* _TEXTO PROPUESTO_
El interés con que era esperado el estreno de El monje blanco por la compañía de Lola Membrives, convirtióse en el éxito brillante de una velada memorable. Pocos son los conjuntos de buen teatro que nos visitan; y menos aún aquellos que nos ofrecen la belleza de un teatro en el que existan exponentes tan valiosos como esta obra de Eduardo Marquina. Mezcla de expresiones místicas y crudezas de la más humana realidad; ensamble de pasiones; descripción de ambientes: trasuntos espirituales en momentos intensos de vida, todo está tan certeramente ajustado en El monje blanco que hace de ella una de las más bellas obras del teatro español contemporáneo.
Pero, hay algo más aún. La belleza de sus versos, esos versos que unen a su inspiración el fraseo sentencioso que provoca cada situación, y cada escena, en un raudal admirable de pensamientos que van desde la expresión filosófica hasta la expresión puramente mística según sea el personaje que los diga. Que traducen en el límpido lenguaje del poeta el estado emocional de psicologías distintas, marginando todo con el cuadro admirable de colorido que pone tonalidades de todos los matices en la escena.
Ajustado todo ello al canon de las exigencias teatrales, la obra de Eduardo Marquina es una hermosa expresión escénica que prestigia dignamente una época.
De todo ello vienen sus méritos; tanto teatrales como poéticos, que hacen de El monje blanco una obra a de belleza luminosa.
La fábula
Fray Paracleto, novicio de un convento de pueblo, ha esculpido la imagen de una virgen que será presentada a los fieles quienes esperan a la puerta del templo el momento solemne; y entre ellos encuéntrase Arabela y su novio Piero, quien reprocha a aquélla los solícitos cuidados y desvelos con que cuida de Maylín, un niño que le fuera entregado por el conde Hugo del Sesi para cuidarlo. Este niño es la preocupación constante del pueblo que llega en sus comentarios hasta atribuirle un origen que mancha la reputación de la bondadosa y resignada Arabela.
El provincial de la orden a que pertenecen los frailes del convento, absorto ante la obra de Fray Paracleto, no escapa a las sugestiones que le produce su perfecta realización de la Imagen, y debe arrancarle a éste la confesión de un crimen que fue precisamente lo que le llevó hasta encerrarse en los claustros.
Viene luego la confesión de Fray Paracleto. Relata su crimen, el crimen del poderoso medioeval, el dueño de vidas y haciendas, señor de horca y cuello, ley y justicia feudales y hace el relato de su crimen; mejor dicho, de su último crimen, porque, ya sus manos habían sido tintas en las vidas que él quiso.
Sucintamente ese crimen lo relata así: Yendo de cacería en una partida integrada también por su prometida la princesa Mina Amanda, éste tropezó en lo alto de un collado, casi oculta entre las peñas, con una miserable cabaña a cuya entrada se encuentra Orsina, quien criase con su padre en el semisalvajismo impuesto por la rudeza de su padre y el aislamiento en que vive.
Bravía e impulsiva, altanera y despreciativa en medio de su propia impotencia, Orsina dialoga con Mina Amanda, y su altanería busca la venganza de ésta, que finge un pretendido asalto provocando la intervención del conde Hugo del Saso, quién atraído por la belleza de Orsina, vuelve a la cabaña para llevársela consigo haciéndola su amante.

Elementos listados en un conjunto de datos
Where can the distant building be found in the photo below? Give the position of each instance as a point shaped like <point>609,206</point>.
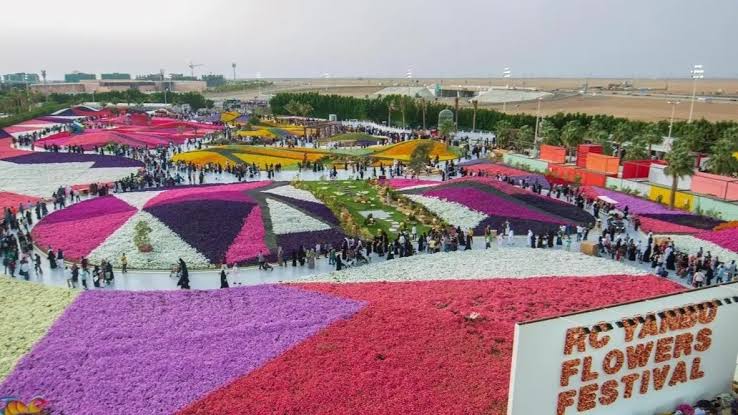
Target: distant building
<point>213,81</point>
<point>150,77</point>
<point>77,76</point>
<point>115,76</point>
<point>21,78</point>
<point>89,86</point>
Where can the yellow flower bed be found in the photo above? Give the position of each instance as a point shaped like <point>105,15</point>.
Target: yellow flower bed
<point>28,310</point>
<point>256,133</point>
<point>404,150</point>
<point>262,161</point>
<point>202,157</point>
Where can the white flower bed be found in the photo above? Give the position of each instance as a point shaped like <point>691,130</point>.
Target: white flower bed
<point>500,263</point>
<point>690,244</point>
<point>167,247</point>
<point>452,212</point>
<point>286,219</point>
<point>137,199</point>
<point>294,193</point>
<point>41,180</point>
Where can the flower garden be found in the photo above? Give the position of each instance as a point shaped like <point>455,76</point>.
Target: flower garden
<point>204,225</point>
<point>27,176</point>
<point>288,157</point>
<point>479,202</point>
<point>353,201</point>
<point>383,348</point>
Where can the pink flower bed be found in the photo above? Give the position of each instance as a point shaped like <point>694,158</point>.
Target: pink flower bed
<point>77,238</point>
<point>230,192</point>
<point>660,226</point>
<point>250,241</point>
<point>405,183</point>
<point>489,204</point>
<point>727,238</point>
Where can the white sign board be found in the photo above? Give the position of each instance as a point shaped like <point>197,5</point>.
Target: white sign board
<point>636,358</point>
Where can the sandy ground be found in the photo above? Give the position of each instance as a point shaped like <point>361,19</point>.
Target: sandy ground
<point>648,100</point>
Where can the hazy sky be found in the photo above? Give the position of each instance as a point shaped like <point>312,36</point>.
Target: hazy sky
<point>295,38</point>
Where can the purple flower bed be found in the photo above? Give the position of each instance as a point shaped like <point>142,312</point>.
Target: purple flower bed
<point>534,179</point>
<point>519,226</point>
<point>100,206</point>
<point>694,221</point>
<point>489,203</point>
<point>156,352</point>
<point>556,207</point>
<point>210,226</point>
<point>42,157</point>
<point>636,205</point>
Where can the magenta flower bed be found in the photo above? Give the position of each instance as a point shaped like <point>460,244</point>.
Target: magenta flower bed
<point>727,238</point>
<point>230,192</point>
<point>489,204</point>
<point>250,241</point>
<point>77,238</point>
<point>636,205</point>
<point>149,353</point>
<point>87,209</point>
<point>400,183</point>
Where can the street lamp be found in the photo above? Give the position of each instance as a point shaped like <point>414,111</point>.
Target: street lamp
<point>698,72</point>
<point>506,75</point>
<point>673,110</point>
<point>538,122</point>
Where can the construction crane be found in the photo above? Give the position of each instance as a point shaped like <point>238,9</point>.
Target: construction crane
<point>192,67</point>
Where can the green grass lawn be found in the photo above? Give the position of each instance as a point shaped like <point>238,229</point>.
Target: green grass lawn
<point>358,196</point>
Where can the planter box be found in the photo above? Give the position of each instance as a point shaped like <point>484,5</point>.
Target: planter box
<point>722,187</point>
<point>553,154</point>
<point>603,164</point>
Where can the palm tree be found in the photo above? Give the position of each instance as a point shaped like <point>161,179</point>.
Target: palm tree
<point>681,164</point>
<point>572,135</point>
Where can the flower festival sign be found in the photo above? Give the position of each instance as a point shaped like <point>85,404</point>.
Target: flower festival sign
<point>636,358</point>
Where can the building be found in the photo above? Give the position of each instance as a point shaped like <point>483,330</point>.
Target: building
<point>115,76</point>
<point>20,78</point>
<point>90,86</point>
<point>214,80</point>
<point>181,77</point>
<point>77,76</point>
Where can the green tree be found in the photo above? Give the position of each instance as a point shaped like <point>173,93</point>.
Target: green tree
<point>550,133</point>
<point>524,138</point>
<point>446,128</point>
<point>681,164</point>
<point>505,134</point>
<point>722,158</point>
<point>572,135</point>
<point>623,132</point>
<point>637,148</point>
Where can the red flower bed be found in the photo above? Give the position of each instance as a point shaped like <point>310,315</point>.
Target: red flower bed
<point>411,349</point>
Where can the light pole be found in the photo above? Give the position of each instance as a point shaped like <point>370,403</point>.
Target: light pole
<point>673,110</point>
<point>538,123</point>
<point>698,72</point>
<point>506,75</point>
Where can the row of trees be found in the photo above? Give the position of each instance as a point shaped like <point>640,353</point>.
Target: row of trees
<point>628,138</point>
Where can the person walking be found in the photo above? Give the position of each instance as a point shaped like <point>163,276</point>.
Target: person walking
<point>223,277</point>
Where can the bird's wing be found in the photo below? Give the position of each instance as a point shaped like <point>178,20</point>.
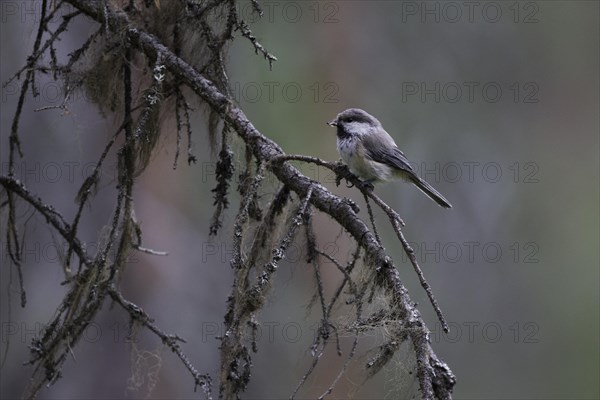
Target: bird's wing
<point>387,153</point>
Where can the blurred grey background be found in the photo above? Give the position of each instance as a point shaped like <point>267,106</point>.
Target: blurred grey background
<point>496,103</point>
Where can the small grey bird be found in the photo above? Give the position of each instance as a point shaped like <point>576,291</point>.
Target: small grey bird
<point>372,155</point>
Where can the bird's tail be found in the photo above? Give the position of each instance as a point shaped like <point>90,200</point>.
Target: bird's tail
<point>431,192</point>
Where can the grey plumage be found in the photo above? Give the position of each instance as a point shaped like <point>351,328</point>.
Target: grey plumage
<point>372,155</point>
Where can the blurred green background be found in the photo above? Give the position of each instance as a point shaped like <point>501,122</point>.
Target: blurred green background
<point>496,103</point>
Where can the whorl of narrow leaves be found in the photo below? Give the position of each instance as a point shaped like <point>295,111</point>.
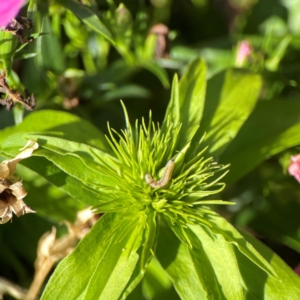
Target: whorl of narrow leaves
<point>146,149</point>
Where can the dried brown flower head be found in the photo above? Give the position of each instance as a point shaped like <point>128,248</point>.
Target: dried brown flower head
<point>12,191</point>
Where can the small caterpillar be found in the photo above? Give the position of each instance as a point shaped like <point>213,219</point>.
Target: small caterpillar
<point>165,179</point>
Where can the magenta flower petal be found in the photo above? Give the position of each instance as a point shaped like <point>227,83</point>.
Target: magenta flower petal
<point>244,50</point>
<point>8,10</point>
<point>294,168</point>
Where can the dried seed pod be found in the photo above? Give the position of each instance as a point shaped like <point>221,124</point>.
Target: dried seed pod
<point>165,179</point>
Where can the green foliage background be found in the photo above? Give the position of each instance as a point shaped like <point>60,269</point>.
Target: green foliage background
<point>100,52</point>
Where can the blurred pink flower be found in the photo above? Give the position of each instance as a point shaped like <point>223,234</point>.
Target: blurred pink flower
<point>297,269</point>
<point>8,10</point>
<point>294,168</point>
<point>244,49</point>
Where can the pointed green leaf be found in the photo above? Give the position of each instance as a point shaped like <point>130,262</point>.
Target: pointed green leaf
<point>103,262</point>
<point>230,99</point>
<point>157,284</point>
<point>232,236</point>
<point>145,252</point>
<point>87,17</point>
<point>273,127</point>
<point>192,88</point>
<point>215,263</point>
<point>175,259</point>
<point>63,124</point>
<point>260,286</point>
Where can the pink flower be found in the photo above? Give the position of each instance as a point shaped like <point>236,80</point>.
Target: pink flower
<point>244,49</point>
<point>8,10</point>
<point>297,269</point>
<point>294,168</point>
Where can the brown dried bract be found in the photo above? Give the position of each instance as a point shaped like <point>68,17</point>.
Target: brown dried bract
<point>13,97</point>
<point>51,249</point>
<point>12,192</point>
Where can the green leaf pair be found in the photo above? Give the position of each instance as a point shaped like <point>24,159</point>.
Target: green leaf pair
<point>201,253</point>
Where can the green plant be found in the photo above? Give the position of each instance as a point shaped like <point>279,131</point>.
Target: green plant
<point>197,250</point>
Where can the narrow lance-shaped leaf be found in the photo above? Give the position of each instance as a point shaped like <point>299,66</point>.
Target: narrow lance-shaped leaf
<point>230,99</point>
<point>101,265</point>
<point>87,17</point>
<point>260,138</point>
<point>187,107</point>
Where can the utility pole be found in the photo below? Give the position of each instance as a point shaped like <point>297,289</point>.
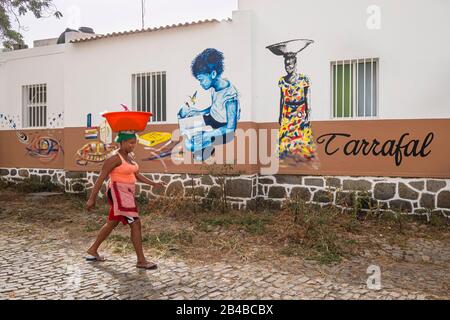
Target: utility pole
<point>143,12</point>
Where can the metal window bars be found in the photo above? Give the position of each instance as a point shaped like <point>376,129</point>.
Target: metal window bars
<point>34,103</point>
<point>354,88</point>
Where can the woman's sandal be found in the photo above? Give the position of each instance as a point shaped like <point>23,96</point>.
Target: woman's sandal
<point>148,266</point>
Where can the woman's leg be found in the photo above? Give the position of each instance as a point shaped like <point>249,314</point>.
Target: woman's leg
<point>105,231</point>
<point>136,238</point>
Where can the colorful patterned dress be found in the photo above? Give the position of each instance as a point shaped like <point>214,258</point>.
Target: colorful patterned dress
<point>295,135</point>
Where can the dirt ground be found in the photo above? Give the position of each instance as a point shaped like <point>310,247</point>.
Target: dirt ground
<point>320,239</point>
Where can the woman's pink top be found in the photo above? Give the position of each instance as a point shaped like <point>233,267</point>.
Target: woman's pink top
<point>124,173</point>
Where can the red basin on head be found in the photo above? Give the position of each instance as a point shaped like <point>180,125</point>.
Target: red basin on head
<point>128,120</point>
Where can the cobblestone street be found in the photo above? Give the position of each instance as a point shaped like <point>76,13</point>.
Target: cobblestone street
<point>52,269</point>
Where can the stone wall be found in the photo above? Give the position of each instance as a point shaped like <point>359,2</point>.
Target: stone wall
<point>369,193</point>
<point>56,176</point>
<point>418,196</point>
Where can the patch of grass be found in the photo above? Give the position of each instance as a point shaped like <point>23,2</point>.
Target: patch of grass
<point>166,238</point>
<point>30,186</point>
<point>251,223</point>
<point>316,233</point>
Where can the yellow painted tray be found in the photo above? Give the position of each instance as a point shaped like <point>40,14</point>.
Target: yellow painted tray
<point>151,139</point>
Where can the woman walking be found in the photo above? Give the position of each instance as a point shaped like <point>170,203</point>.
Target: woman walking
<point>123,172</point>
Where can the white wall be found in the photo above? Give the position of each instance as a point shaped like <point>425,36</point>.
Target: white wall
<point>98,73</point>
<point>27,67</point>
<point>413,47</point>
<point>90,77</point>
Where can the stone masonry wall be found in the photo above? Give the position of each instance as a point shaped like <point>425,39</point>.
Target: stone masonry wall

* _CONJUNTO DE TAREAS_
[A] Responde estas preguntas a partir de la crítica de El monje blanco, cada una en su propia línea:
(i) ¿Qué compañía estrenó la obra?
(ii) ¿Qué imagen ha esculpido Fray Paracleto?
(iii) ¿Cómo se llama el novio de Arabela?
[B] Enumera los adjetivos que califican a Orsina en la frase de la crítica de El monje blanco que comienza con «Bravía e impulsiva».
[C] Prosigue la crítica de El monje blanco a partir del punto en que se interrumpe.
Las filas provienen de una fuente distinta.

* _RESULTADOS DEL EJERCICIO_
[A]
(i) La compañía de Lola Membrives.
(ii) La imagen de una virgen.
(iii) Se llama Piero.

[B] Bravía, impulsiva, altanera y despreciativa.

[C]
La prometida del conde Hugo se entera un día de lo que había ocurrido, al sorprenderla en el castillo. Y las dos mujeres reeditan su lucha de felinos en disputa de la presa. El poderío y la vanidad de la una, frente a la orgullosa altivez de la otra, es un vibrante diálogo de sonoridades tonantes.
Mina Amanda, mujer cuya despiadada maldad supera a la de su prometido, amenaza romper el compromiso y regresar a su tierra si no se hace lugar a la venganza que ella propone: matar a la mujer y al niño que ha de nacer de aquellos amores con Hugo.
Es irreductible en sus imposiciones; no se detiene ante nada, y exige se cumplan sus deseos como única condición.
Accede el Conde, y va a la choza a cumplir la fatal determinación. Tropieza ahí con Orsina, y decide embarcarla para Chipre, dando a sus esbirros el dinero que debe satisfacer sus necesidades. Cuando va a apoderarse del niño, aparece el padre de Orsina, a quien mata, llevando luego a la criatura que es entregada a Arabela.
El crimen cometido no tarda en martillar su corazón, y arrepentido busca refugio en el convento, donde al modelar la imagen de la virgen, reproduce con toda fidelidad los rasgos de Orsina.
El “Provincial” no perdonará el pecado, sino bajo la condición de que durante un año ha de volver al mundo, y recién entonces –si es su decisión irrevocable–, podrá profesar. Y a su “vuelta al mundo”, hallase de nuevo con Orsina y con su hijo, conviviendo con ellos, hasta que fenecido el plazo, resuelve rehacer su vida al lado de los dos seres a quienes ama: a su ex-amante y al niño, cuya placidez de vida es como un glosario del trío cristiano: José, María y Jesús.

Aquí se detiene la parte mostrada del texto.